(Fragment uit een dataset)
________
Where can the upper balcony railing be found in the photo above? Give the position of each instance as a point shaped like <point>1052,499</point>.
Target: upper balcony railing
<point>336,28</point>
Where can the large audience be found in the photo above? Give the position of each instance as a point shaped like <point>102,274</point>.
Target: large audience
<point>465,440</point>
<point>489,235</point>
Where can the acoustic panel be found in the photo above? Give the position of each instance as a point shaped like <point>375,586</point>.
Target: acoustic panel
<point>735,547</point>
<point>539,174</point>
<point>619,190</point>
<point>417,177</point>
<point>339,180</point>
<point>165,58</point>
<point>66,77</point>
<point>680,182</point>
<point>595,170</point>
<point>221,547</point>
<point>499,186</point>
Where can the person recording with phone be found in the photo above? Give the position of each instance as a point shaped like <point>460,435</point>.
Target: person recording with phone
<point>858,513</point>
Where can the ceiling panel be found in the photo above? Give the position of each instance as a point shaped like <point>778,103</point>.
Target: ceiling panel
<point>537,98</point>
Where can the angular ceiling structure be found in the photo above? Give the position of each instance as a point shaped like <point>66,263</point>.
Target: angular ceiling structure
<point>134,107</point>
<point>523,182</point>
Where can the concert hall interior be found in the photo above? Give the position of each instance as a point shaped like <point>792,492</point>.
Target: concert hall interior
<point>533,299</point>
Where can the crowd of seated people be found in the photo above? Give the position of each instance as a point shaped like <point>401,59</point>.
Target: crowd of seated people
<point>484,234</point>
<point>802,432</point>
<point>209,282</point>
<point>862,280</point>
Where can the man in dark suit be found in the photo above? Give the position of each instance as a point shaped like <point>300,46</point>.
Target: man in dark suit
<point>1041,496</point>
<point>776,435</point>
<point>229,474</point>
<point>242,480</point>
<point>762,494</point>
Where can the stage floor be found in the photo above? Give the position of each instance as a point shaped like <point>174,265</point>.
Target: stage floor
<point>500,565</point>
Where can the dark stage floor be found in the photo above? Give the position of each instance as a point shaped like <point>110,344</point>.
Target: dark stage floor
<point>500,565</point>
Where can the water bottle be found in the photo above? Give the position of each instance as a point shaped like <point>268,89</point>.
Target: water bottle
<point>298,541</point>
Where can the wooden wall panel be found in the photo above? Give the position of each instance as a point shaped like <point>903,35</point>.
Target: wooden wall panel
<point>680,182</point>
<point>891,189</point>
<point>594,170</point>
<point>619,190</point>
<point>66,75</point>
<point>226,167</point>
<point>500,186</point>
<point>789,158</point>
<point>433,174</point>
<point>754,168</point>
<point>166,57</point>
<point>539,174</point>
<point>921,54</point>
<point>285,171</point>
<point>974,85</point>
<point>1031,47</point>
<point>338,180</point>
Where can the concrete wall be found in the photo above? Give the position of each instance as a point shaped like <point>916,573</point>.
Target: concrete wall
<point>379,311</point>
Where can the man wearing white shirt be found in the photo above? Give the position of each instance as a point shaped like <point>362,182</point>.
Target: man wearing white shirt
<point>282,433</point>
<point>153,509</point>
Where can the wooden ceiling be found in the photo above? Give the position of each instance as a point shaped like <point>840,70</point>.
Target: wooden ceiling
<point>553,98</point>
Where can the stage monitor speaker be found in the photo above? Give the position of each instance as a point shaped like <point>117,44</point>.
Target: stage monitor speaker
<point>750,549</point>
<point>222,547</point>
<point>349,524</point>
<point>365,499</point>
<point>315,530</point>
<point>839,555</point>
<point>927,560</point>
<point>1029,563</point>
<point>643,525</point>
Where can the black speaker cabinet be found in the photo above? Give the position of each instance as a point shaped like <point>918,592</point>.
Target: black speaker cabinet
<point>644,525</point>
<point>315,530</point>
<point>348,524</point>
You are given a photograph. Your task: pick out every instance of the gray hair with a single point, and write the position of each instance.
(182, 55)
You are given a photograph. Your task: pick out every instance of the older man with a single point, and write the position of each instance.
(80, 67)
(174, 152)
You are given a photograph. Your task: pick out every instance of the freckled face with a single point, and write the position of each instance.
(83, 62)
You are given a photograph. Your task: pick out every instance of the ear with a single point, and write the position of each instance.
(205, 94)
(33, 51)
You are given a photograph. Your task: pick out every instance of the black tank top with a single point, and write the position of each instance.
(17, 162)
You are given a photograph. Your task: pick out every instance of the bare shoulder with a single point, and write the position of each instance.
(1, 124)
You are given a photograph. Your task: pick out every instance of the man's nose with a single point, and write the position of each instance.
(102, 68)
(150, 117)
________
Instructies taak » Schrijf de records hierboven opnieuw uit en hernoem daarbij "freckled face" overal tot "face with freckles", zonder verder iets te wijzigen.

Eindantwoord »
Where can the upper balcony railing be found in the photo above? Give the position of each instance as a point shaped like <point>1052,499</point>.
Target: upper balcony railing
<point>336,28</point>
Where can the large audience be found in the photo above? Give the position of each instance as a point shaped like <point>102,274</point>.
Target: large audience
<point>465,440</point>
<point>489,235</point>
Where can the acoustic panel be found in the photo above? Give the position of each instance as a point shaped like <point>375,586</point>.
Target: acoustic panel
<point>735,547</point>
<point>539,174</point>
<point>619,190</point>
<point>417,177</point>
<point>339,180</point>
<point>165,58</point>
<point>66,77</point>
<point>680,182</point>
<point>595,170</point>
<point>221,547</point>
<point>499,186</point>
Where can the person recording with phone be found in the photo above? Give the position of each instance as a point shaped like <point>460,435</point>.
Target: person recording with phone
<point>858,513</point>
Where can the ceiling panel be found in the photo above? Give the position of each instance as a point shaped like <point>778,103</point>.
Target: ceiling panel
<point>537,98</point>
Where can the angular ceiling structure be found in the photo above? Give the position of each instance as a point shaped like <point>66,263</point>.
Target: angular ceiling structure
<point>134,107</point>
<point>523,182</point>
Where can the concert hall interior be found in the photo above? Give the position of each instance as a point shaped like <point>792,492</point>.
Target: concert hall interior
<point>533,299</point>
Where can the crowd of seated people be found in the photo above? Give the position of each instance as a point shaped like <point>401,59</point>.
Target: crowd of seated people
<point>484,234</point>
<point>802,432</point>
<point>209,282</point>
<point>862,280</point>
Where can the man in dark suit be found in the photo above? Give the position of each instance as a point shaped like <point>300,46</point>.
Target: man in dark suit
<point>1041,496</point>
<point>776,435</point>
<point>229,474</point>
<point>242,480</point>
<point>762,494</point>
Where can the stage floor be found in the photo above? Give the position of each instance as a point shaped like <point>174,265</point>.
Target: stage floor
<point>500,565</point>
Where can the dark stage floor be found in the photo above? Give the position of each instance as a point shaped like <point>110,344</point>.
Target: dark stage floor
<point>500,565</point>
Where can the water bottle be found in the photo above? Give the position of each instance as a point shaped like <point>268,89</point>.
Target: water bottle
<point>298,541</point>
Where can the wooden wall panel be found in the photo above? Give the position of each instance as a point shaped like <point>903,35</point>.
Target: wooden wall panel
<point>680,182</point>
<point>891,189</point>
<point>594,170</point>
<point>619,190</point>
<point>66,75</point>
<point>226,167</point>
<point>500,186</point>
<point>789,158</point>
<point>433,174</point>
<point>754,168</point>
<point>166,57</point>
<point>539,174</point>
<point>921,54</point>
<point>285,171</point>
<point>974,85</point>
<point>1031,47</point>
<point>338,180</point>
Where can the concrete wall be found in the photo above? Give the position of each instance as a point shaped like <point>916,573</point>.
Target: concrete wall
<point>379,311</point>
Where can the man wearing white shirt be found in the photo above? Give the position of each instance as a point shaped like <point>362,182</point>.
Target: man wearing white shirt
<point>282,433</point>
<point>153,509</point>
Where can the wooden ceiling be found in the photo above? Give the position of each instance as a point shaped like <point>840,70</point>.
Target: wooden ceiling
<point>553,98</point>
Where can the stage monitor speaker be found in the photo above? Give the position of each instance as a point shaped like <point>117,44</point>.
Target: stage monitor speaker
<point>750,549</point>
<point>222,547</point>
<point>349,524</point>
<point>365,499</point>
<point>315,530</point>
<point>839,555</point>
<point>927,560</point>
<point>1029,563</point>
<point>643,525</point>
Where can the black speaker cabinet be found in the photo above? Give the position of each instance as a point shaped like <point>918,592</point>.
Target: black speaker cabinet
<point>644,525</point>
<point>315,530</point>
<point>348,524</point>
You are given a photograph. Your task: pick out every instance of the gray hair with a single point, and write the position of each instance.
(182, 55)
You are given a photograph. Your task: pick out every instance of the older man with a single point, and write the position of each instance.
(80, 67)
(174, 152)
You are given a photograph. Your task: pick out every instance of the face with freckles with a single point, and write the position of each instance.
(83, 62)
You are given a photograph. Your task: pick out every instance of the ear with a single point, and write the position of each instance.
(205, 94)
(33, 51)
You are given a photograph. Your task: pick out every instance of the black tank top with a single point, and write the position of each instance.
(17, 162)
You are given a photograph. Your task: pick out every instance of the bare shoulder with a single point, and write the position of each instance.
(1, 124)
You are given a photograph. Your task: pick out every instance of the man's nose with a single point, and write the position of each instance.
(102, 68)
(150, 117)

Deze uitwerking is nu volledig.